= Data records =
# # # # #

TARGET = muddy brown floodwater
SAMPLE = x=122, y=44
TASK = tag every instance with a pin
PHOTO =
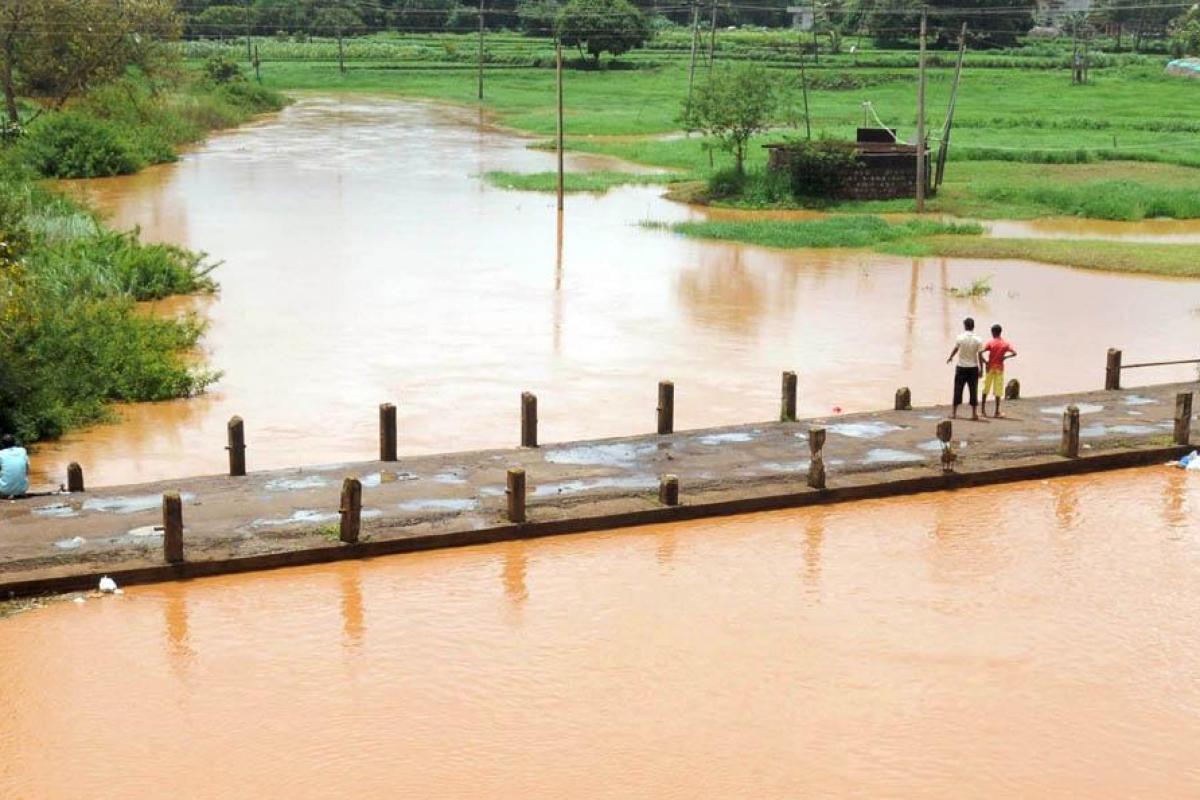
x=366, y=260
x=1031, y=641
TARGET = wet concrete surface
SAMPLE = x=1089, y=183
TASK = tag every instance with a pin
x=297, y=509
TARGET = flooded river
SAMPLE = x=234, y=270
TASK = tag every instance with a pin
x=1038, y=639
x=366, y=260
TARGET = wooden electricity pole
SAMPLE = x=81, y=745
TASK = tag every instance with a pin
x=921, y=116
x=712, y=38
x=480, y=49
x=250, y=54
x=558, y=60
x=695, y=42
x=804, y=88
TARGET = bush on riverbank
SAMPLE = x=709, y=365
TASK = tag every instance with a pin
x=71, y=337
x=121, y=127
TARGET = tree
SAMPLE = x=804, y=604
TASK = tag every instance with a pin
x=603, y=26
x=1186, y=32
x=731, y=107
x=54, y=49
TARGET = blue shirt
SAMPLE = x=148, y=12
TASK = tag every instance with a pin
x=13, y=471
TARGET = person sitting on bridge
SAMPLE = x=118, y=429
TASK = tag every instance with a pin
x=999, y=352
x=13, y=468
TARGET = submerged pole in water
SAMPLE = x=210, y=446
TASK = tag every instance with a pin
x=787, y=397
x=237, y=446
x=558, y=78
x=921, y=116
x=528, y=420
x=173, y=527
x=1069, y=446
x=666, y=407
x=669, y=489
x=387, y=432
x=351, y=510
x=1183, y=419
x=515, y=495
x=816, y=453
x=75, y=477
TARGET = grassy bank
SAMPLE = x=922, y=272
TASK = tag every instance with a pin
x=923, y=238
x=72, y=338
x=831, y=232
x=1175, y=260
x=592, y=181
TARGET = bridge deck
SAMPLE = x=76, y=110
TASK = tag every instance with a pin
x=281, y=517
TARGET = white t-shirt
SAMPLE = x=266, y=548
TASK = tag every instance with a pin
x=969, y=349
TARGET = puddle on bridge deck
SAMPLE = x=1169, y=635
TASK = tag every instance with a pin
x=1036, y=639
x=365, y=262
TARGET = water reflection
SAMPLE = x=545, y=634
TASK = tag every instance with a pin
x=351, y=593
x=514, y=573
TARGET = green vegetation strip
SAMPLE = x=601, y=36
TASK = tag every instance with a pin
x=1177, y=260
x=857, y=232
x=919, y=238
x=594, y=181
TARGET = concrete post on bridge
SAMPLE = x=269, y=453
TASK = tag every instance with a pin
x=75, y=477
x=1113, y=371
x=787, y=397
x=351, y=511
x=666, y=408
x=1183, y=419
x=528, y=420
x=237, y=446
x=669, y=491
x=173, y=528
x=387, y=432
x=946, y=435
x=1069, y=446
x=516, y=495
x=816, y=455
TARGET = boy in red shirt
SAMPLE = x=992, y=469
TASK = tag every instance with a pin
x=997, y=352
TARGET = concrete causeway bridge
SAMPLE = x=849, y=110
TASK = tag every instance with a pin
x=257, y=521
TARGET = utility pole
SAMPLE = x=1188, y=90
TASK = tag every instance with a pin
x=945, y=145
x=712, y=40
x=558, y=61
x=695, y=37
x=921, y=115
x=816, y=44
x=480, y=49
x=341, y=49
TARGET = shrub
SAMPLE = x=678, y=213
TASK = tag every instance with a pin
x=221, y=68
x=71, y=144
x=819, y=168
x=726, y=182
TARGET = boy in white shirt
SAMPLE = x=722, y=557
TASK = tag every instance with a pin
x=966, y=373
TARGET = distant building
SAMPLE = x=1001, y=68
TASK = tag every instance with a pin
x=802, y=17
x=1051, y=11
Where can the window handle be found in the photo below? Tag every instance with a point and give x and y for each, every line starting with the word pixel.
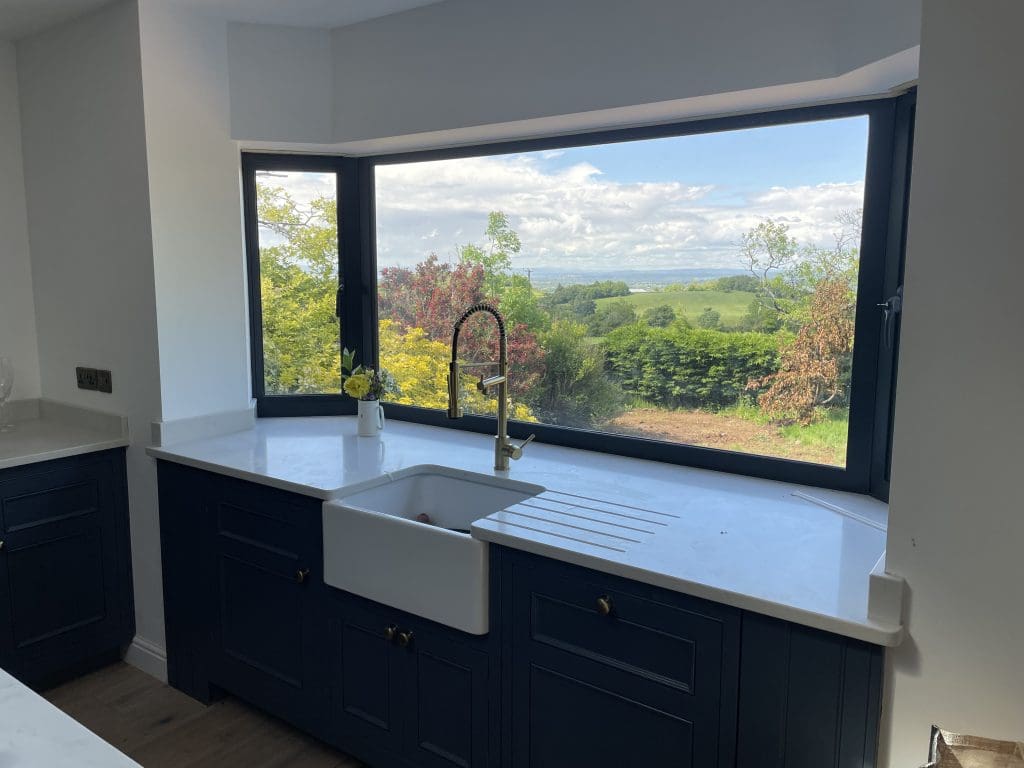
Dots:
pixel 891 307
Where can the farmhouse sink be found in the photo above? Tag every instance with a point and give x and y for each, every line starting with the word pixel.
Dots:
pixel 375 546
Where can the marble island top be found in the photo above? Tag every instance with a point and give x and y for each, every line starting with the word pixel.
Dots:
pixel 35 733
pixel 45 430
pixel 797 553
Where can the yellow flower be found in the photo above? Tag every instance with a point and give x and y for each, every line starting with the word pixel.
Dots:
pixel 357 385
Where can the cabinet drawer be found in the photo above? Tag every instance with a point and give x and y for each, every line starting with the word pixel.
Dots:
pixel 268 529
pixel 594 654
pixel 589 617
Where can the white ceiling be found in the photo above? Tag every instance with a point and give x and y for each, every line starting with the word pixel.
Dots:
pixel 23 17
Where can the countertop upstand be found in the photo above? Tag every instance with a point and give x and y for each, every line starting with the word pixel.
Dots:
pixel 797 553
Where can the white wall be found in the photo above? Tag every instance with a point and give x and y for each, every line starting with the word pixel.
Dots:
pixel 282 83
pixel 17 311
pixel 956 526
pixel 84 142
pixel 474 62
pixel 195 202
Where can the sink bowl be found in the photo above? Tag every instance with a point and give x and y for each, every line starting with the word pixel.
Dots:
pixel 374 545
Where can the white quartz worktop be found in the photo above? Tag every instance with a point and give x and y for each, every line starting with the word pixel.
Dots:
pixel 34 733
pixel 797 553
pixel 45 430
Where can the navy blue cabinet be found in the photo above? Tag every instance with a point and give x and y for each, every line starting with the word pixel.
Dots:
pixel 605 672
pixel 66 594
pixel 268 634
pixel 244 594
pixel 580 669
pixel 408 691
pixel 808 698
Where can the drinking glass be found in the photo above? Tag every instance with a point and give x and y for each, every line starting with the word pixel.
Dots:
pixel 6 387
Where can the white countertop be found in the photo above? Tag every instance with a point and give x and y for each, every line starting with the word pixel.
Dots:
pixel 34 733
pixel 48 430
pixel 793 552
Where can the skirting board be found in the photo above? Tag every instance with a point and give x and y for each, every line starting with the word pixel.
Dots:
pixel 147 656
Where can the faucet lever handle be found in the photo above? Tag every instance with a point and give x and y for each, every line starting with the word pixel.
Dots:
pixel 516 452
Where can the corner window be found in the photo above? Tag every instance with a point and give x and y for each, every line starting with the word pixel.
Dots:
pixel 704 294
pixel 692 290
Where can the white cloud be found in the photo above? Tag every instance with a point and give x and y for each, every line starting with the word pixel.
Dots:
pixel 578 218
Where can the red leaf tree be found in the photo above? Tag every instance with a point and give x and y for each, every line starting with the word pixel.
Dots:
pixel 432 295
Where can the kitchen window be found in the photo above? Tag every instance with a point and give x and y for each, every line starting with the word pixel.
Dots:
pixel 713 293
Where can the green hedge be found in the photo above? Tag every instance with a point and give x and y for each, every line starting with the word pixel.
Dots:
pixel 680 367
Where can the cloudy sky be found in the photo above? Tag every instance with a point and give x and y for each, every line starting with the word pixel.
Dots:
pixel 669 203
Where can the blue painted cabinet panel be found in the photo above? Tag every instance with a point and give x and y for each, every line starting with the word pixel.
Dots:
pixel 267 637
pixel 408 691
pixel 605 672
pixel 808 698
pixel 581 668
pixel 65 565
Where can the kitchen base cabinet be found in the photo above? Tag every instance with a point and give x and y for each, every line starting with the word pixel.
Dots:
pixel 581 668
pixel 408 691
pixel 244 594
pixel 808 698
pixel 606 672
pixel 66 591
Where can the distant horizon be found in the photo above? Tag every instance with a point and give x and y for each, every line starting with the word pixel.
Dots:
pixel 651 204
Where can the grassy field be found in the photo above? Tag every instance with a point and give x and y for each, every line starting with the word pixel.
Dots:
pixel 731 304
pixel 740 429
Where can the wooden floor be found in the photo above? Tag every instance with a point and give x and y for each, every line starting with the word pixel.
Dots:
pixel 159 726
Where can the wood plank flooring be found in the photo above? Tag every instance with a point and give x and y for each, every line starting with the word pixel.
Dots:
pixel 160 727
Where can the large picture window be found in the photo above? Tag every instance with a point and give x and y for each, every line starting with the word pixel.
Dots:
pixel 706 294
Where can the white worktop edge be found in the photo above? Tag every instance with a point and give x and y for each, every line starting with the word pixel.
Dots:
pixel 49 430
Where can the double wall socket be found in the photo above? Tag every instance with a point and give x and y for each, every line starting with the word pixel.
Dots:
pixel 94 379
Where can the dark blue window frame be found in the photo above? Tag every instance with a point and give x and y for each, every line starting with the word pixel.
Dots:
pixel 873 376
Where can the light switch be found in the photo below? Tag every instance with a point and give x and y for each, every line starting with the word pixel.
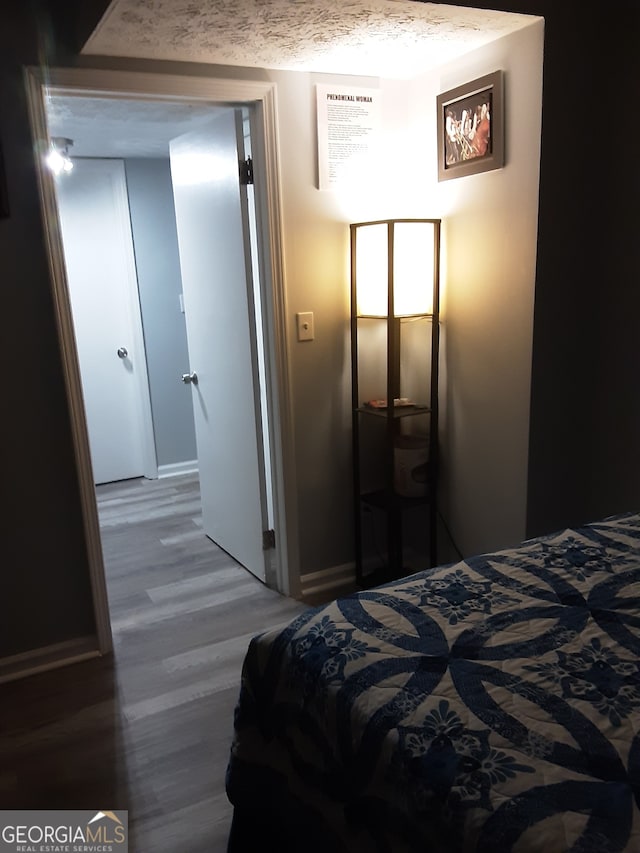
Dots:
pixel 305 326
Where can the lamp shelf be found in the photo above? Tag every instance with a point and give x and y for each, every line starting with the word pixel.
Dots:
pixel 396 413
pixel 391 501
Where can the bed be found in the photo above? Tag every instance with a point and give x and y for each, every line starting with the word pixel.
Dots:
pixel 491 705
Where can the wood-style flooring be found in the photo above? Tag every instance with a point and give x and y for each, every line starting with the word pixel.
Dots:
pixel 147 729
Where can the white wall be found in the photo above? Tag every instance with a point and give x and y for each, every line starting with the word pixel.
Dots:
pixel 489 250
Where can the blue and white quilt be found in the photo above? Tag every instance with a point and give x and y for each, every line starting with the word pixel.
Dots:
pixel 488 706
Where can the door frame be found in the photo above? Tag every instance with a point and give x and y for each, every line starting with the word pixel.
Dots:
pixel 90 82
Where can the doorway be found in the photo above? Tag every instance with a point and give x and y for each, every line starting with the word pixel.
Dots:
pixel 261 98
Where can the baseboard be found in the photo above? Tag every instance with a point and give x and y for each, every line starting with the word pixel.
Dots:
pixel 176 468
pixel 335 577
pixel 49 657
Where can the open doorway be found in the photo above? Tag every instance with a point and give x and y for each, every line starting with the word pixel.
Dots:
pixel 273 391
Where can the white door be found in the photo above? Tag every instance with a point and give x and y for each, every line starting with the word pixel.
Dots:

# # # # #

= Description of the task =
Return all lines from the entries that contain the string "cabinet".

= Reply =
Where can the cabinet drawer be found in the photo above? Tag every instance with a point and give x and y for each, every line starting with the word pixel.
Where can the navy blue cabinet be found in the photo above? Tag every instance with a point and give x and y for each, every line starting with the word pixel.
Where can the blue painted cabinet panel be found in the photo above? Tag every instance with a point and give x and y for each, every line starting with the word pixel.
Where can the kitchen base cabinet be found in the photo above? Tag every instance with a point and give x and y for each, every line starting with the word pixel.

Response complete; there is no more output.